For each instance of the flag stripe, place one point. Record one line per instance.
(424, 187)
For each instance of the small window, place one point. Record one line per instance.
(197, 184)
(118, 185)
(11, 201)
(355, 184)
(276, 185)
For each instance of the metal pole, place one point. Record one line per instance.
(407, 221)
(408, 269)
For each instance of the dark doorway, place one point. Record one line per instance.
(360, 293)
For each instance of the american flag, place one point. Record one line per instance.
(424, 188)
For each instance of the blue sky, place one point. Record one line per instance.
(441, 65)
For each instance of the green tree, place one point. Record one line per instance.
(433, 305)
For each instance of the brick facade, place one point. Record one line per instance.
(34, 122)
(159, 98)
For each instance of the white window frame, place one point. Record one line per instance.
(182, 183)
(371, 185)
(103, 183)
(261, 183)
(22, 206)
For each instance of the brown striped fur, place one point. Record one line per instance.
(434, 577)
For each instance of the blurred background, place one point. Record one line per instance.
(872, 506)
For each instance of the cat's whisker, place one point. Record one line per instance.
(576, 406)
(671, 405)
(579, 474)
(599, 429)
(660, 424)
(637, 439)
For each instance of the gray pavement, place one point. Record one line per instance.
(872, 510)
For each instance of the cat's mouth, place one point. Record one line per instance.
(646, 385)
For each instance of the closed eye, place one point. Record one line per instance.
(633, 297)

++++++++

GOAL OF THE EXERCISE:
Write out all of the items above word for word, changing nothing.

TASK RESPONSE:
For each instance of the flag stripe, place one point. Record one line per instance.
(424, 187)
For each instance of the small window, place one point. Record one line per instance.
(197, 184)
(118, 185)
(11, 201)
(355, 184)
(276, 185)
For each instance of the metal pole, place one point. Record one line per instance.
(407, 221)
(408, 269)
For each instance of the dark doorway, place one point. Record one line per instance.
(360, 293)
For each instance of the american flag, place one point. Record one line per instance.
(424, 188)
For each instance of the blue sky, place one point. Record one line per instance.
(441, 65)
For each instance of the green tree, place one point. Record one line per instance.
(433, 305)
For each instance of the brick facade, place one point. Record one line per instance.
(34, 122)
(159, 98)
For each instance of the white window frame, place one point. Record one line per instance.
(182, 183)
(371, 185)
(103, 183)
(261, 183)
(22, 206)
For each instance of the brown striped fur, place one point. Record one line per instance.
(434, 577)
For each instance of the blurred background, place one point. Record one line per instance.
(872, 506)
For each instance of the cat's whisker, place one point. Record one line per instance.
(576, 406)
(671, 405)
(579, 474)
(599, 429)
(660, 424)
(637, 439)
For each instance of the gray pavement, place one point. Record one line per instance.
(872, 510)
For each instance of the cat's mouth, place one point. Record one line per instance.
(646, 385)
For each instance of the closed eye, place one point. Record one line per instance.
(633, 297)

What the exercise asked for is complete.